• [What you will do]:
Convert every line of the records into a Markdown table with the columns "Row" and "Line", numbering rows in order and skipping blank lines. Omit the pictures from the output.
-- begin --
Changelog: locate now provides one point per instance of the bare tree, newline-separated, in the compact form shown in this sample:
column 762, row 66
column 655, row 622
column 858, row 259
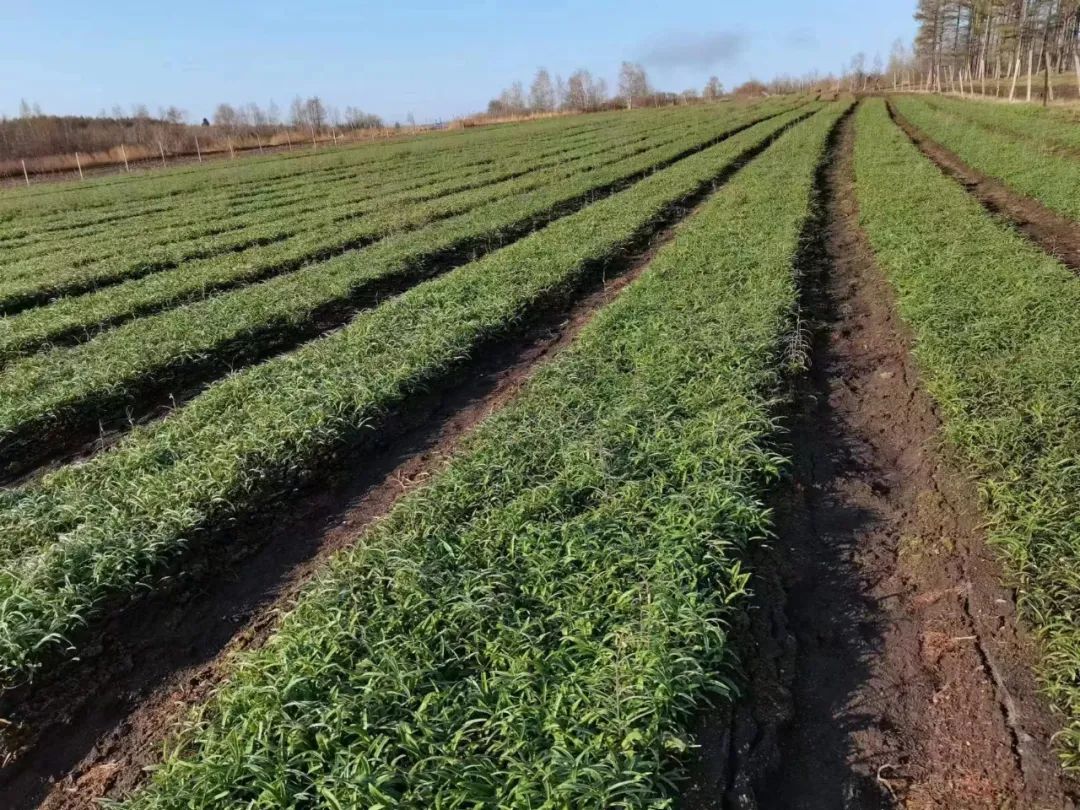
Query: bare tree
column 225, row 116
column 633, row 83
column 315, row 113
column 542, row 94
-- end --
• [Full answer]:
| Row | Line |
|---|---|
| 1 | Changelog: locate now provides one point per instance of the bare tree, newline-separated, in the compact form shown in this sample: |
| 2 | column 762, row 66 |
| 3 | column 655, row 622 |
| 4 | column 858, row 259 |
| 5 | Query: bare tree |
| 6 | column 225, row 116 |
| 7 | column 633, row 83 |
| 8 | column 315, row 113 |
| 9 | column 542, row 94 |